**ACTIVITY**
Repeat the data exactly, every last line of it.

Items listed in a dataset:
------------------------------------

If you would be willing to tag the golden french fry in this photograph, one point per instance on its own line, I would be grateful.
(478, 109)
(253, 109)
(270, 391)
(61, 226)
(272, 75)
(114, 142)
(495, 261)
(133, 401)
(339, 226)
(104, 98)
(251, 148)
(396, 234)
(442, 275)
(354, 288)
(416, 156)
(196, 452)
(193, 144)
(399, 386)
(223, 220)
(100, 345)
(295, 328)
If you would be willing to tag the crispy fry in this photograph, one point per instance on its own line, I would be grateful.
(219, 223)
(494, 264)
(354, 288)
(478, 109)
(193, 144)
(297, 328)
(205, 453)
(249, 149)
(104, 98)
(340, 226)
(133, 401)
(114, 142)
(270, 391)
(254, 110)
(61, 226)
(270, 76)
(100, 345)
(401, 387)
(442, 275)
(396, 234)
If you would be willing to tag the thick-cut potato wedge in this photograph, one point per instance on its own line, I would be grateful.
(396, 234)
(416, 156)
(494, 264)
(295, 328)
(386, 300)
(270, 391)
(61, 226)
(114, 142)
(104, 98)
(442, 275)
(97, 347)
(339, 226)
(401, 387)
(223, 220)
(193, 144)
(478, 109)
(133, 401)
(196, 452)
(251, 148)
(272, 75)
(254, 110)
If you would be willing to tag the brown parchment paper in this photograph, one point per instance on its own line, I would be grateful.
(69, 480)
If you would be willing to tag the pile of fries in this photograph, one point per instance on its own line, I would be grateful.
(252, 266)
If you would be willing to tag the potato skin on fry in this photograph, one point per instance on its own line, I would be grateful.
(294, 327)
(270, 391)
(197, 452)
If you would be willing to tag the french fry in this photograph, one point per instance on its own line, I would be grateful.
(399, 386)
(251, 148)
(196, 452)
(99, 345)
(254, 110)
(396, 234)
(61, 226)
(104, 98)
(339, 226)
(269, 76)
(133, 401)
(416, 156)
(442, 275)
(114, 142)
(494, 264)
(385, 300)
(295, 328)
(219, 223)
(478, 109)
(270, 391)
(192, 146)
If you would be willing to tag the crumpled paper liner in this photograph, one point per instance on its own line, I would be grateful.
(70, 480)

------------------------------------

**YOUR SOLUTION**
If you would be willing to tag the golden french fry in this photograph, one point per instance on its own line, I would be grateful.
(478, 109)
(253, 109)
(270, 391)
(61, 226)
(272, 75)
(114, 142)
(495, 261)
(133, 401)
(339, 226)
(104, 98)
(251, 148)
(396, 234)
(442, 275)
(354, 288)
(416, 156)
(196, 452)
(193, 144)
(399, 386)
(223, 220)
(100, 345)
(295, 328)
If you would be willing to tag the crispy fry in this photograph, one point per instance on its own line, I would be grateful.
(219, 223)
(494, 264)
(354, 288)
(478, 109)
(193, 144)
(297, 328)
(205, 453)
(249, 149)
(104, 98)
(340, 226)
(133, 401)
(114, 142)
(270, 391)
(254, 110)
(61, 226)
(270, 76)
(100, 345)
(401, 387)
(442, 275)
(396, 234)
If you would be willing to tag the thick-cut potato wedge in this photograph, one point per instance on its own line, I would be grateful.
(396, 234)
(416, 156)
(494, 264)
(295, 328)
(386, 300)
(270, 391)
(61, 226)
(114, 142)
(104, 98)
(442, 275)
(97, 347)
(339, 226)
(401, 387)
(223, 220)
(193, 144)
(478, 109)
(133, 401)
(196, 452)
(251, 148)
(272, 75)
(254, 110)
If you would be willing to tag the brown parchment paper in this photograph, one point per instance on its own line, I would be grateful.
(69, 480)
If you would be willing to tag the pile of fries in this photograph, one point per instance on its own line, I would be grateful.
(252, 266)
If you would be willing to tag the potato skin on fry in this photograph, one point per instance on its own line, I would be grateful.
(294, 327)
(270, 391)
(197, 452)
If you would be willing to tag the french fry in this photograph, one point per instance on its own line, I would be grateful.
(399, 386)
(251, 148)
(196, 452)
(99, 345)
(254, 110)
(396, 234)
(61, 226)
(104, 98)
(339, 226)
(269, 76)
(133, 401)
(416, 156)
(442, 275)
(114, 142)
(494, 264)
(385, 300)
(295, 328)
(219, 223)
(478, 109)
(270, 391)
(192, 146)
If you would be willing to tag the crumpled paper liner in this photograph, one point per instance on its own line, I would be grateful.
(70, 480)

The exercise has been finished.